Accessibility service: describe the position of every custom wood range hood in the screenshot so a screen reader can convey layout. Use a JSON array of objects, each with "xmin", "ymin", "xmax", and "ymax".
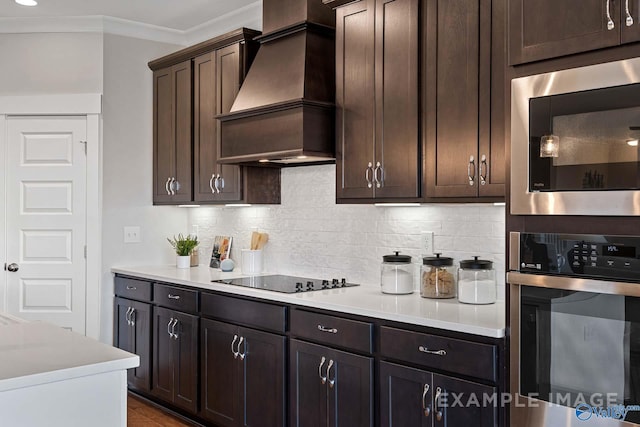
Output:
[{"xmin": 217, "ymin": 0, "xmax": 336, "ymax": 166}]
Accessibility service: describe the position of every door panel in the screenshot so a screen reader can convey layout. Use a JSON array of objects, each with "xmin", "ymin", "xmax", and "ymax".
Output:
[
  {"xmin": 173, "ymin": 61, "xmax": 193, "ymax": 203},
  {"xmin": 201, "ymin": 319, "xmax": 241, "ymax": 426},
  {"xmin": 153, "ymin": 67, "xmax": 174, "ymax": 203},
  {"xmin": 433, "ymin": 373, "xmax": 497, "ymax": 427},
  {"xmin": 374, "ymin": 0, "xmax": 420, "ymax": 199},
  {"xmin": 336, "ymin": 0, "xmax": 376, "ymax": 199},
  {"xmin": 152, "ymin": 306, "xmax": 175, "ymax": 403},
  {"xmin": 241, "ymin": 327, "xmax": 286, "ymax": 427},
  {"xmin": 129, "ymin": 300, "xmax": 152, "ymax": 392},
  {"xmin": 174, "ymin": 311, "xmax": 199, "ymax": 413},
  {"xmin": 6, "ymin": 116, "xmax": 87, "ymax": 332},
  {"xmin": 379, "ymin": 361, "xmax": 432, "ymax": 427},
  {"xmin": 290, "ymin": 339, "xmax": 329, "ymax": 427},
  {"xmin": 193, "ymin": 52, "xmax": 217, "ymax": 202},
  {"xmin": 115, "ymin": 298, "xmax": 133, "ymax": 354}
]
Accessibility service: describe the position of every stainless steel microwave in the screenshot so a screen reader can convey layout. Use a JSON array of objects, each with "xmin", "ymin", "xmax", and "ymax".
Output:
[{"xmin": 511, "ymin": 58, "xmax": 640, "ymax": 216}]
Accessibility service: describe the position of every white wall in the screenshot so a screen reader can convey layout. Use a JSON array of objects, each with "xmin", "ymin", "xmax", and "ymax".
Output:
[
  {"xmin": 0, "ymin": 33, "xmax": 103, "ymax": 94},
  {"xmin": 190, "ymin": 165, "xmax": 507, "ymax": 297},
  {"xmin": 101, "ymin": 33, "xmax": 189, "ymax": 342}
]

- - -

GOAL OF THE EXERCISE
Restate the entries above word for word, and keep the pictures out.

EXERCISE SOLUTION
Accessibility service: describe the position of every custom wood range hood in the screenshot so a screen reader can convey layout. Use a JSON array of objects, each with "xmin", "ymin", "xmax", and "ymax".
Output:
[{"xmin": 217, "ymin": 0, "xmax": 336, "ymax": 166}]
Accessibility service: describe the position of every door panel in the screenshot so a screen reader can convey layout. Use a JSON array of objects, each with "xmin", "ymin", "xmax", and "ymax".
Output:
[
  {"xmin": 173, "ymin": 61, "xmax": 193, "ymax": 203},
  {"xmin": 201, "ymin": 319, "xmax": 241, "ymax": 426},
  {"xmin": 153, "ymin": 67, "xmax": 174, "ymax": 203},
  {"xmin": 433, "ymin": 373, "xmax": 497, "ymax": 427},
  {"xmin": 374, "ymin": 0, "xmax": 420, "ymax": 199},
  {"xmin": 336, "ymin": 0, "xmax": 376, "ymax": 199},
  {"xmin": 152, "ymin": 306, "xmax": 175, "ymax": 403},
  {"xmin": 241, "ymin": 327, "xmax": 286, "ymax": 427},
  {"xmin": 129, "ymin": 300, "xmax": 152, "ymax": 392},
  {"xmin": 174, "ymin": 311, "xmax": 199, "ymax": 413},
  {"xmin": 6, "ymin": 116, "xmax": 87, "ymax": 332},
  {"xmin": 379, "ymin": 361, "xmax": 432, "ymax": 427},
  {"xmin": 290, "ymin": 339, "xmax": 329, "ymax": 427},
  {"xmin": 193, "ymin": 52, "xmax": 217, "ymax": 202},
  {"xmin": 115, "ymin": 298, "xmax": 133, "ymax": 354}
]
Accessibility service: describe the position of every stainless steel microwave in the screenshot so a screen reader can convey layout. Use a JSON array of objects, each with "xmin", "ymin", "xmax", and "ymax".
Output:
[{"xmin": 511, "ymin": 58, "xmax": 640, "ymax": 216}]
Accessibility service: describe the position of every white wall in the screenshot so a screen reader can convey layout. Use a JSON array of objects, each with "xmin", "ymin", "xmax", and "ymax".
Output:
[
  {"xmin": 0, "ymin": 33, "xmax": 103, "ymax": 94},
  {"xmin": 190, "ymin": 165, "xmax": 507, "ymax": 297},
  {"xmin": 101, "ymin": 33, "xmax": 189, "ymax": 342}
]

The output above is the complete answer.